▶ **PROBLEM STATEMENT**:
Convert the records from the line containing "the white rope" through the line containing "459], [160, 162]]" into a JSON list of strings, with one string for each line and no blank lines. Include both of those lines.

▶ **INPUT ROWS**:
--------

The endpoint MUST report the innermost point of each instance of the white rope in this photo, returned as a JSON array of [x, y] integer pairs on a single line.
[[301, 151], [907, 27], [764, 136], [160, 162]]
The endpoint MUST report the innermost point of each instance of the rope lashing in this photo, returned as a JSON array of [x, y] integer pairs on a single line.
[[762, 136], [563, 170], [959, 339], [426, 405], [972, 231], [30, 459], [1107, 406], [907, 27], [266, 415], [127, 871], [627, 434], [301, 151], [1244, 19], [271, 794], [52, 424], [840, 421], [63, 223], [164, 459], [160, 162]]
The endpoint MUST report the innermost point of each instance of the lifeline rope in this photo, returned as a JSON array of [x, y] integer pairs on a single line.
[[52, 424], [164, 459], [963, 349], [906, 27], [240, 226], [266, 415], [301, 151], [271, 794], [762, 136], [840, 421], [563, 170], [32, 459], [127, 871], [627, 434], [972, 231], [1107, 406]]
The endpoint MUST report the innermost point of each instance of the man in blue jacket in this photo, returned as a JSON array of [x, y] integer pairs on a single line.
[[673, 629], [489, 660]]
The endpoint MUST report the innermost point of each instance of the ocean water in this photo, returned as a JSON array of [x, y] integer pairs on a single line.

--------

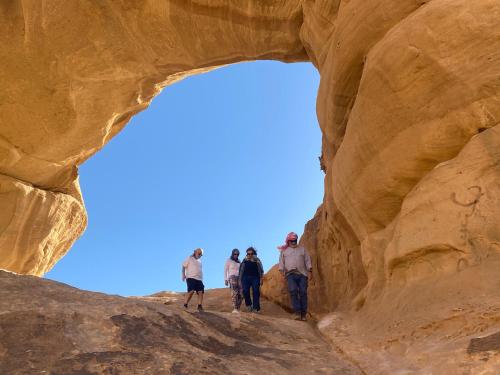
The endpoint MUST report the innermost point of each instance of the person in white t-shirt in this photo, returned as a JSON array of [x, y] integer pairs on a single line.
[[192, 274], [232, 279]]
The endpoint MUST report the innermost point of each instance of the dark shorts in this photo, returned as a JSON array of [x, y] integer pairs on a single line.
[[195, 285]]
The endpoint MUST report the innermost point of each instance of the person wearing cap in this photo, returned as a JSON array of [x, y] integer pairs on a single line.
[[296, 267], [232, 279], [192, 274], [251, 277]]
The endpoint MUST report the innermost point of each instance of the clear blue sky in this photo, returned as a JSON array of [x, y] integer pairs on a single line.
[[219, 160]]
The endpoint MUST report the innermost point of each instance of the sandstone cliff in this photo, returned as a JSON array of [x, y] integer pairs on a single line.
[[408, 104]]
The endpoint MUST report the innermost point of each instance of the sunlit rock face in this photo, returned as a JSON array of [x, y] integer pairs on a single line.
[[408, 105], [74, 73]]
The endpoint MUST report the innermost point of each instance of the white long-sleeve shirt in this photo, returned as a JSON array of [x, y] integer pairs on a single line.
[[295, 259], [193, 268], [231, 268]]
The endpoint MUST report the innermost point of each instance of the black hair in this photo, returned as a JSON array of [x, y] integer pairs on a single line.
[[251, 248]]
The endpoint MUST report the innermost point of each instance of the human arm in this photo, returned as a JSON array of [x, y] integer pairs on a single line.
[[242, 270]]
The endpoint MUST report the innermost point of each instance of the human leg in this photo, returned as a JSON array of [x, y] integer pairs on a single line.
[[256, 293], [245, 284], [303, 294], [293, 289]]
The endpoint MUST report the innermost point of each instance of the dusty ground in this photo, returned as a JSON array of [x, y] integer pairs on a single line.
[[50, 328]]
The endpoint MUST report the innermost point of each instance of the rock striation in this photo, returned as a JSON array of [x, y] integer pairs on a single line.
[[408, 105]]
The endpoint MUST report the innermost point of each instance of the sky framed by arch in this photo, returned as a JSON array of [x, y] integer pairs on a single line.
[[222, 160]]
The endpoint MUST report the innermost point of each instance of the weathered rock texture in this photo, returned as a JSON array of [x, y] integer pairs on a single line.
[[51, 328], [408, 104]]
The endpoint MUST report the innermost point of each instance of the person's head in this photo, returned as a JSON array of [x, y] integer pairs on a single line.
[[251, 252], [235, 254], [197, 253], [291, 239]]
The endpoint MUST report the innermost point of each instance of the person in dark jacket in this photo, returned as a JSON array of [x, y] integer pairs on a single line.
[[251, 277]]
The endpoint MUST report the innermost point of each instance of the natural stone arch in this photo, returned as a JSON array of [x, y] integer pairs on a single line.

--------

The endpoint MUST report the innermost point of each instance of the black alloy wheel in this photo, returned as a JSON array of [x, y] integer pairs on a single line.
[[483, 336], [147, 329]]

--------

▶ **TASK RESULT**:
[
  "The endpoint MUST report the innermost point of each instance of the white rope in this photo, returned as a JSON array of [x, y] integer pairs on a single line.",
  "[[301, 151], [907, 27], [764, 136], [160, 162]]",
  "The endpoint MUST report the innermost point of each instance of the rope lashing in this photo, returned as a JSON array of [x, y] integer pairs on a single line.",
  "[[762, 136], [563, 170], [959, 339], [426, 405], [972, 231], [30, 459], [1107, 406], [907, 27], [266, 415], [127, 871], [627, 434], [301, 151], [1244, 19], [271, 794], [52, 424], [840, 421], [63, 223], [164, 459], [160, 162]]"
]